### Problem details
A word-for-word repeat of the records below is what this calls for.

### Dataset extract
_ _ _ _ _

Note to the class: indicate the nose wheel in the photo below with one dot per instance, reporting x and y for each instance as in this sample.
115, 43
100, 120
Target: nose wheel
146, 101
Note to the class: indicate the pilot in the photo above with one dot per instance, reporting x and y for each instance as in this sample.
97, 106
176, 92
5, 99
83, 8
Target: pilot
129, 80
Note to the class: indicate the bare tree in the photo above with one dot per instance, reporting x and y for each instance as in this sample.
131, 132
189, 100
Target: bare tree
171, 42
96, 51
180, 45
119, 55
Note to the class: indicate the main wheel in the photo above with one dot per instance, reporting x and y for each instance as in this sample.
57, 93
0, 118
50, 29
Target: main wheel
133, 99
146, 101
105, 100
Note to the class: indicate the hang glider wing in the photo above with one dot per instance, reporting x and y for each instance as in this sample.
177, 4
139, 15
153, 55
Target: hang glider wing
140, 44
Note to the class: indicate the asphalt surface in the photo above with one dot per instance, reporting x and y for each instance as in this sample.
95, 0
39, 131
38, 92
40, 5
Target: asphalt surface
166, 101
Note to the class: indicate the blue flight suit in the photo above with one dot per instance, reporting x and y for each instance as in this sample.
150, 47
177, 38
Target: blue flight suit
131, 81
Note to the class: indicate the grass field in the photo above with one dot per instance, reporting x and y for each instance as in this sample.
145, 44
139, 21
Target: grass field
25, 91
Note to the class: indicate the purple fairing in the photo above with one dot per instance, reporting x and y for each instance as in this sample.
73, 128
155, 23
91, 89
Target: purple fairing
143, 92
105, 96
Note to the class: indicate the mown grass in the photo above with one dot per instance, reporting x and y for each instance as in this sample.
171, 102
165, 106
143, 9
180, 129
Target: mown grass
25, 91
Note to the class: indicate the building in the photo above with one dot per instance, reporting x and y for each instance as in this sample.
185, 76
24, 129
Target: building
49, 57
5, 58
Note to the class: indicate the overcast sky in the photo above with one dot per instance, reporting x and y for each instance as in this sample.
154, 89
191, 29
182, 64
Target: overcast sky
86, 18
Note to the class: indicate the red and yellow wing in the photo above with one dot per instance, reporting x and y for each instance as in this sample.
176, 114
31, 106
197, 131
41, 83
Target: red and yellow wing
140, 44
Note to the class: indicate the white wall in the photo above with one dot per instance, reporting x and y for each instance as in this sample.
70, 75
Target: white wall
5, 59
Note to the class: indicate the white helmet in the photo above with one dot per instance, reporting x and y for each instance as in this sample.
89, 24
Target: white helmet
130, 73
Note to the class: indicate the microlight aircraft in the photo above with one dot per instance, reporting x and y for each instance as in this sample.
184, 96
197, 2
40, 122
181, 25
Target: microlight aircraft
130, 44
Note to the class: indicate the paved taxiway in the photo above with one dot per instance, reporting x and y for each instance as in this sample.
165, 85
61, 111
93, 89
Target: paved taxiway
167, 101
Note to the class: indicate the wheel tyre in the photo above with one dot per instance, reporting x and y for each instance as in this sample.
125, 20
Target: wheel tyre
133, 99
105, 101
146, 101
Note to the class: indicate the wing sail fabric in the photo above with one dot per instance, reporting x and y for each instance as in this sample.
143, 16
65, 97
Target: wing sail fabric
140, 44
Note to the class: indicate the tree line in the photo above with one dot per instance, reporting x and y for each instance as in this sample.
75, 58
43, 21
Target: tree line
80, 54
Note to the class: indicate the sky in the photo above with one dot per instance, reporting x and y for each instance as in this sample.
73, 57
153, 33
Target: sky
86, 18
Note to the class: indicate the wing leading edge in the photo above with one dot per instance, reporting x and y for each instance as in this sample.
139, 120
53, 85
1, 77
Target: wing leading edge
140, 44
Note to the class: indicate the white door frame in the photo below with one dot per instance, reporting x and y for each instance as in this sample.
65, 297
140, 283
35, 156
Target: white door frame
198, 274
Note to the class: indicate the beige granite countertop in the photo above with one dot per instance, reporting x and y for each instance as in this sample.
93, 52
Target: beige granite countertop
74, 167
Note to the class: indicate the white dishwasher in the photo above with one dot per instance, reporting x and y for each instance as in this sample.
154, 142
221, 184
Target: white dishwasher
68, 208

_ _ _ _ _

### Answer box
Note to the class: indicate the nose wheel in the photo below with one dot per instance, reporting x and y for each instance as in this sample.
115, 43
100, 120
Target: nose wheel
146, 101
Note to the class: indicate the pilot in the photo above with one dot per instance, reporting x and y for each instance as in this sample.
97, 106
176, 92
5, 99
83, 8
Target: pilot
129, 80
Note to the class: indicate the bare tree in the photo above with one dot per instance, reporting x and y for each instance as in this sample.
131, 132
189, 100
Target: bare tree
171, 42
96, 51
180, 45
119, 55
Note to the class: indicate the main wheel in the photo above with one dot per instance, reporting x and y for each instance as in this sample.
57, 93
0, 118
50, 29
Target: main wheel
133, 99
146, 101
105, 100
Note to the class: indicate the hang glider wing in the photo above with one dot per instance, reporting x and y for each instance as in this sample.
177, 4
139, 15
153, 55
Target: hang glider wing
140, 44
Note to the class: indicate the asphalt surface in the photo above with one dot per instance, reporting x and y for each instance as in this sample.
95, 0
39, 131
38, 92
40, 5
Target: asphalt surface
166, 101
Note to the class: indicate the blue flight suit in the photo above with one dot per instance, reporting x and y for each instance as in this sample.
150, 47
177, 38
Target: blue flight suit
131, 81
Note to the class: indicate the grass field in the photo above with one dot per instance, reporting x and y for each instance as in this sample.
145, 44
139, 21
Target: grass field
25, 91
Note to the class: indicate the purple fairing in the photo above with one dot per instance, reporting x and y for each instance as in this sample.
73, 128
155, 23
91, 89
Target: purple fairing
143, 92
105, 96
Note to the class: indicate the mown grass in the photo above with one dot per instance, reporting x and y for each instance as in this sample.
171, 102
165, 106
143, 9
180, 129
Target: mown grass
25, 91
Note to the class: indicate the building in the photo above with one dot per instance, reporting x and y for each instance as in this sample.
185, 76
24, 129
Target: building
49, 57
5, 58
Note to the class: indicate the overcast sky in the photo above with one dot per instance, reporting x and y for each instance as in this sample.
154, 89
191, 29
182, 64
Target: overcast sky
86, 18
Note to the class: indicate the red and yellow wing in the photo above with one dot per instance, reporting x and y for each instance as in this sample.
176, 114
31, 106
197, 131
41, 83
Target: red and yellow wing
140, 44
Note to the class: indicate the white wall in the photo above with one dot per instance, reporting x and y for each instance as in this sample.
70, 75
Target: white wall
5, 59
Note to the class: indicate the white helmet in the photo above with one dot per instance, reporting x and y for each instance as in this sample.
89, 24
Target: white helmet
130, 73
Note to the class: indicate the microlight aircraft in the photo above with one dot per instance, reporting x and y for each instance as in this sample.
184, 96
197, 2
40, 122
181, 25
Target: microlight aircraft
130, 44
Note to the class: indicate the paved taxiway in the photo above with one dot per instance, reporting x and y for each instance as in this sample.
165, 85
61, 111
93, 89
Target: paved taxiway
167, 101
Note to the class: indicate the wheel tyre in the photo above with one dot per instance, reporting x and y for each instance as in this sample.
125, 20
Target: wheel tyre
133, 99
105, 101
146, 101
Note to the class: indicate the wing sail fabric in the photo above with one dot per instance, reporting x and y for each instance as in this sample.
143, 16
65, 97
Target: wing sail fabric
140, 44
Note to the class: indicate the tree line in the photo above with one dot per instance, reporting x and y for each instance as in this sample.
75, 58
43, 21
Target: tree line
80, 54
Note to the class: indicate the sky in the photo above with one dot per instance, reporting x and y for each instance as in this sample.
73, 57
153, 33
Target: sky
86, 18
Note to the class: indicate the wing leading edge in the photo above with one dot per instance, reporting x and y for each instance as in this sample.
139, 120
53, 85
1, 77
Target: wing leading edge
140, 44
Note to the class: indicate the white door frame in the photo below with one dot per instance, reporting x and y for each instance as in this sample.
65, 297
140, 283
35, 156
Target: white door frame
198, 274
Note to the class: indicate the beige granite countertop in the photo above with one dot per instance, reporting x and y for each instance as in this sample.
93, 52
Target: beige granite countertop
74, 167
Note to the class: indicate the white dishwasher in the photo above with one dot per instance, reporting x and y for each instance as in this sample.
154, 142
221, 184
Target: white dishwasher
68, 208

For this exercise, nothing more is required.